[Exercise requirements]: Beginning with the line that contains "Can you spot the grave in", output each line below exactly through the last one, both included, and nothing else.

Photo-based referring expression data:
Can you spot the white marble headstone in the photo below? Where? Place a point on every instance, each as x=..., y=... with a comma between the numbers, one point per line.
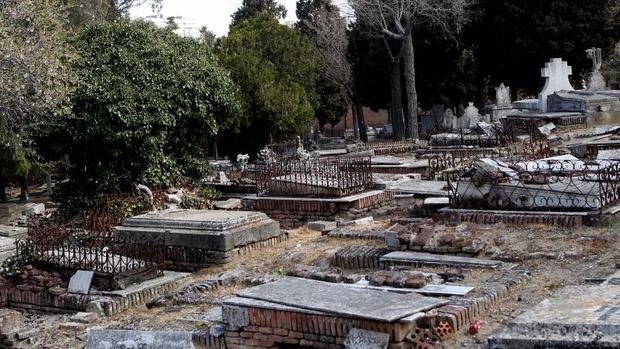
x=556, y=73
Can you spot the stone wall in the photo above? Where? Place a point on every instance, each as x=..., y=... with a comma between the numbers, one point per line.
x=267, y=328
x=191, y=259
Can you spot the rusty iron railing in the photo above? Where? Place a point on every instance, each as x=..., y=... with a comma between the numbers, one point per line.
x=69, y=245
x=542, y=185
x=315, y=178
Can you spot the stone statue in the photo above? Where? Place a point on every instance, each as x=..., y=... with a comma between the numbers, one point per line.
x=502, y=95
x=596, y=82
x=449, y=120
x=470, y=117
x=596, y=55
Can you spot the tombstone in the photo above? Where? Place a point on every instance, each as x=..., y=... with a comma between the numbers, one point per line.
x=470, y=117
x=556, y=73
x=133, y=339
x=80, y=282
x=364, y=339
x=596, y=81
x=449, y=120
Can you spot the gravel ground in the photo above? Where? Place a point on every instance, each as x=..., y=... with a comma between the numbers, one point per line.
x=555, y=257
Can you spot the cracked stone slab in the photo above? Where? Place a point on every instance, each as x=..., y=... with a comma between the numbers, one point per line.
x=212, y=220
x=109, y=338
x=576, y=317
x=409, y=257
x=341, y=299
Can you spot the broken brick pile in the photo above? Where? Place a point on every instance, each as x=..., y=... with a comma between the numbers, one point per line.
x=40, y=290
x=359, y=257
x=295, y=212
x=399, y=279
x=428, y=237
x=315, y=273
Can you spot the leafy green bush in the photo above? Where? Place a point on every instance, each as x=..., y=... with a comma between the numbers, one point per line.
x=149, y=102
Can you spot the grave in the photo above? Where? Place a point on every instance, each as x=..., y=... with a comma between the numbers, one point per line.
x=112, y=338
x=199, y=238
x=296, y=192
x=577, y=317
x=308, y=313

[Answer]:
Can you spot the grave in the photo above? Where? Place a point on every instance, each as x=..., y=... with a comma between the numbers, one point per line.
x=112, y=338
x=199, y=238
x=296, y=192
x=577, y=317
x=308, y=313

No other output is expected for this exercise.